Provided records:
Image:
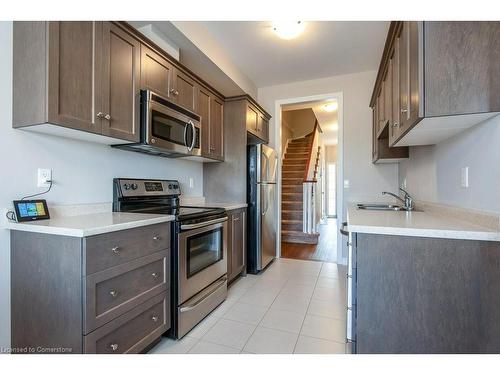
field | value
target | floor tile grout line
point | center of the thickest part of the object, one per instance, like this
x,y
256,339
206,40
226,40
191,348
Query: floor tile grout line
x,y
305,315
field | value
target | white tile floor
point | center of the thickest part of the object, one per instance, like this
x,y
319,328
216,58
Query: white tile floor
x,y
294,306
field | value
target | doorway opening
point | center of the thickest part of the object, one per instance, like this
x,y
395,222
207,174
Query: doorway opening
x,y
308,175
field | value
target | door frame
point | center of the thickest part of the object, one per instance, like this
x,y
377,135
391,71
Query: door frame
x,y
339,96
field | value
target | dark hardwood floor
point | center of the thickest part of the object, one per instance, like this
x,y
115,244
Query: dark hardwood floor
x,y
324,251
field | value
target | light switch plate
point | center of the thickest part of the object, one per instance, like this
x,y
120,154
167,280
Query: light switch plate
x,y
44,175
464,178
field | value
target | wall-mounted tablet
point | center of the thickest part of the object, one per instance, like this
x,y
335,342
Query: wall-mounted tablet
x,y
29,210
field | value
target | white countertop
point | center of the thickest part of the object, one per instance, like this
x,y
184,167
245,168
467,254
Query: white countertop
x,y
417,224
90,224
226,206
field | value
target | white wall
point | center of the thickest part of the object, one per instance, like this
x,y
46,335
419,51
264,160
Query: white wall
x,y
366,179
433,172
82,172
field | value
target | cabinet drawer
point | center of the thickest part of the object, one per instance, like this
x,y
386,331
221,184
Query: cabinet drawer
x,y
133,331
111,249
112,292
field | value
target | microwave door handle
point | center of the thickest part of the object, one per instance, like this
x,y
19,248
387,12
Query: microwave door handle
x,y
194,136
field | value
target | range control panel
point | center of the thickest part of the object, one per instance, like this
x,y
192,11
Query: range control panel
x,y
147,188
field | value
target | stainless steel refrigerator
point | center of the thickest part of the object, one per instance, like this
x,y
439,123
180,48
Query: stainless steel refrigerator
x,y
262,208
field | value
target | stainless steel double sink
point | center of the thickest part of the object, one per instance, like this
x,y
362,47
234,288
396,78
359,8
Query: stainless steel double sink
x,y
380,207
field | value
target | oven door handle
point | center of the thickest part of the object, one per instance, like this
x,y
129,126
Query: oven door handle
x,y
208,294
203,224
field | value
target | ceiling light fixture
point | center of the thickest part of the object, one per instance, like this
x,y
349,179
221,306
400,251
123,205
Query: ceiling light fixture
x,y
330,107
288,29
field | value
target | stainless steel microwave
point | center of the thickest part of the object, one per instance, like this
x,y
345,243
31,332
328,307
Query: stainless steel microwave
x,y
167,129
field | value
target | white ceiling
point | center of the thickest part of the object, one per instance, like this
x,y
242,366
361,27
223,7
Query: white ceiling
x,y
328,121
326,48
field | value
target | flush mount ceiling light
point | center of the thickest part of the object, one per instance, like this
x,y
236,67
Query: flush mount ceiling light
x,y
288,29
330,107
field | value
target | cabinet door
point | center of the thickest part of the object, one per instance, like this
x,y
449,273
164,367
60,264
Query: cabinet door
x,y
185,90
394,127
415,61
204,100
229,257
156,72
263,128
239,242
121,78
388,95
75,75
252,120
404,77
216,146
381,107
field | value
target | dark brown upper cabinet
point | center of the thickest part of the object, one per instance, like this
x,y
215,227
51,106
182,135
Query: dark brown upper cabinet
x,y
90,81
184,91
257,120
448,77
121,83
211,108
156,72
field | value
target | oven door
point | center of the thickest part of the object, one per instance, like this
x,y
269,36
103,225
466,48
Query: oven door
x,y
171,130
202,256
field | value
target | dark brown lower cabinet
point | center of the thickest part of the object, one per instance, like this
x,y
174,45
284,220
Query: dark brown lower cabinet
x,y
426,295
236,249
62,303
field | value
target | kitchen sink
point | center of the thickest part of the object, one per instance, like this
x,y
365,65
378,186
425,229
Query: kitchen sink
x,y
380,207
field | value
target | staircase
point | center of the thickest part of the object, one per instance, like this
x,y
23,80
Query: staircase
x,y
295,164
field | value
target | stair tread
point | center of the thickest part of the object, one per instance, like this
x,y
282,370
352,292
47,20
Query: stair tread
x,y
298,233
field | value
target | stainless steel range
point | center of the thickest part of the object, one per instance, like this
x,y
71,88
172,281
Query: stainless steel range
x,y
199,247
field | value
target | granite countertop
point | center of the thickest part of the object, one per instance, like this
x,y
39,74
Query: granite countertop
x,y
426,223
90,224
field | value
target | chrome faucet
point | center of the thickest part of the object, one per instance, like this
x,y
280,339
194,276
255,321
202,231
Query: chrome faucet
x,y
409,205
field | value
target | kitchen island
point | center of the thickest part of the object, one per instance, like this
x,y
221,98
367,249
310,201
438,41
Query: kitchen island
x,y
425,281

Problem description: All entries are to be retyped exactly. Omit any embedded images.

Output of the task:
Image:
field | value
target | floor tile grout line
point | center of the thickest part of the object, one per instance, like this
x,y
256,339
206,40
226,40
191,348
Query: floor tile grout line
x,y
305,315
field | value
target | white tile floor
point | center of the thickest part of the object, one per instance, like this
x,y
319,328
216,58
Query: white tile floor
x,y
294,306
field | value
target | doorway opening
point | center of the thickest part of the object, one per instance, like this
x,y
395,222
207,174
Query: doorway opening
x,y
308,175
field | value
target | door frame
point | center of the thickest part of the object, one per instance, like this
x,y
377,135
391,71
Query: door frame
x,y
339,96
field | value
target | dark hardwood floor
point | center of the thickest part of the object, one per instance, like this
x,y
115,244
Query: dark hardwood floor
x,y
324,251
field | value
target | light switch plate
point | center of the thickest part of the object, one per instance, like this
x,y
120,154
167,280
Query: light switch plate
x,y
44,175
464,178
field | value
target | wall-mounted tablet
point | center of the thickest part of the object, one per instance, like this
x,y
335,342
Query: wall-mounted tablet
x,y
29,210
field | value
target | white countertop
point | center of the thickest part of the object, one per instance, like this
x,y
184,167
245,168
467,254
Query: white countertop
x,y
417,224
90,224
226,206
field | value
target | white wall
point | center of the thickest part of the object, one per instance, like this
x,y
46,335
419,51
264,160
Query: white wall
x,y
366,179
433,172
82,172
field | value
target | cabinet drawer
point | center of the thickest part of the object, one per instance, like this
x,y
386,331
221,184
Query: cabinet drawer
x,y
133,331
111,249
112,292
field | value
target | microwave door handle
point | center of the thickest part of the object, one per instance, like this
x,y
19,248
387,12
Query: microwave door handle
x,y
194,136
field | value
target | range control panel
point | center of the thickest part of the object, one per instance, like this
x,y
192,11
Query: range control panel
x,y
147,188
field | value
target | stainless steel refrigerator
point | center of the thickest part of the object, one per instance, like this
x,y
439,123
180,48
Query: stainless steel refrigerator
x,y
262,208
field | value
target | stainless steel double sink
point | center of the thickest part of the object, one per instance, like this
x,y
362,47
234,288
396,78
359,8
Query: stainless steel double sink
x,y
380,207
field | value
target | oven door handle
point | center of the thickest part of the object, one per instance, like this
x,y
129,126
Query: oven door handle
x,y
208,294
203,224
field | value
target | ceiling light fixture
point | center of the thickest part of the object, one per instance, like this
x,y
349,179
221,306
400,251
123,205
Query: ceiling light fixture
x,y
330,107
288,29
field | value
target | stainless steel microwave
point | center of the thickest part of the object, one per instance, like this
x,y
345,243
31,332
328,307
Query: stainless steel microwave
x,y
167,129
field | value
target | white ceiling
point | center of the thickest part of the object, one per instance, like this
x,y
242,366
361,27
223,7
Query: white ceiling
x,y
328,121
326,48
field | value
target | flush mount ceiling light
point | center of the thickest part of the object, one per instance, like this
x,y
236,67
Query: flush mount ceiling light
x,y
288,29
330,107
field | value
target | cabinet door
point | center of the thickest part of the object, one per instance, like this
x,y
449,273
164,367
60,264
Query: cabinet door
x,y
185,90
394,127
415,61
204,100
229,257
156,72
263,128
239,242
121,78
388,95
75,75
252,120
404,77
216,146
381,107
field | value
target | dark brown upper cabinet
point | center of the thickest part of the object, one per instance, like this
x,y
215,227
51,106
182,135
Query: dark brown upper cabinet
x,y
90,81
184,91
257,120
448,77
121,83
211,108
156,72
field | value
target | oven door
point | center of the thickest part of the object, one per instance, like this
x,y
269,36
103,225
466,48
Query: oven door
x,y
171,130
202,256
field | value
target | dark brown lower cabinet
point | center of the thickest part of the object, one per instance, like this
x,y
174,45
284,220
Query: dark brown lower cabinet
x,y
426,295
236,249
62,303
field | value
target | kitchen sink
point | center of the thickest part of the object, one per instance, like this
x,y
365,65
378,186
425,229
Query: kitchen sink
x,y
380,207
field | value
target | staircase
point | center of the thickest part of the object, one per instance, like this
x,y
23,80
Query: staircase
x,y
295,164
field | value
target | stair tread
point | center of the thickest part of the object, one per instance, like this
x,y
282,370
352,292
47,20
Query: stair tread
x,y
298,233
field | value
target | stainless steel range
point | center of the thickest part of the object, one per instance, like this
x,y
71,88
172,281
Query: stainless steel range
x,y
199,247
field | value
target | granite countertop
point | center of the thickest part of the object, one per instance, like this
x,y
39,74
Query: granite countertop
x,y
426,223
90,224
field | value
target | chrome faucet
point | center of the thickest part of the object, one per instance, like this
x,y
280,339
194,276
255,321
202,231
Query: chrome faucet
x,y
409,205
field | value
target | kitchen island
point | center of the thickest part of the object, one per instance, like this
x,y
221,98
367,249
310,201
438,41
Query: kitchen island
x,y
425,281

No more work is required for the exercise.